Every line with the string "shirt" should be copied from the data.
Start of Block
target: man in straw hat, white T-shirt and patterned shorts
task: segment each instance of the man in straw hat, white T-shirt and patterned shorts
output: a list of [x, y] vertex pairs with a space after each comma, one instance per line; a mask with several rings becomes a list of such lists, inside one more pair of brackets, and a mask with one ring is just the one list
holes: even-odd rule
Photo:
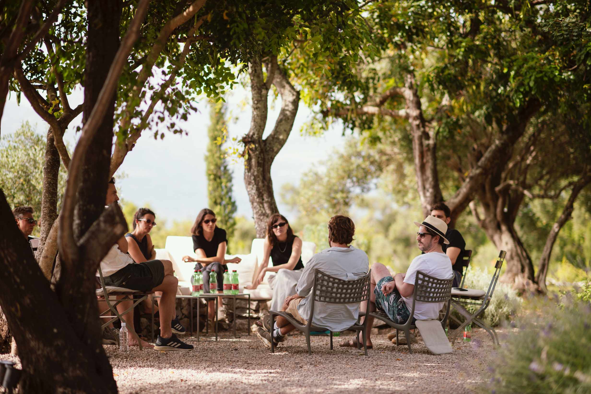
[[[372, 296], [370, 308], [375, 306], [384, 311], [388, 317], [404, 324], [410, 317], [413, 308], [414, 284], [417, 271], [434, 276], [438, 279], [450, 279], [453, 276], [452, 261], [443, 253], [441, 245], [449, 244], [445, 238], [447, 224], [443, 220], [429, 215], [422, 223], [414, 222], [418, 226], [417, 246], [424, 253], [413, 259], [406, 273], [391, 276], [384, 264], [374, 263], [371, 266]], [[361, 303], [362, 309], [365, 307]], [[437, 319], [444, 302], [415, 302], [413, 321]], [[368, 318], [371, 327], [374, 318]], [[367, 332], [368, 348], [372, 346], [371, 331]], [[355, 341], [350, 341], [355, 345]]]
End of Block
Start of Block
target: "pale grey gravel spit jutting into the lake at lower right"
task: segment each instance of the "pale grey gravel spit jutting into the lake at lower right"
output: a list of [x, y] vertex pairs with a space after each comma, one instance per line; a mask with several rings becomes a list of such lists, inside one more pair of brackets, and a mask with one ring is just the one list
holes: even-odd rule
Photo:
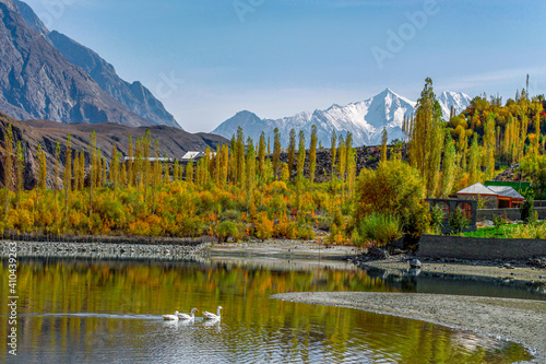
End of Block
FINAL ANSWER.
target: man in straw hat, white T-shirt and patterned shorts
task: segment each instance of the man in straw hat, white T-shirt and patterned shorts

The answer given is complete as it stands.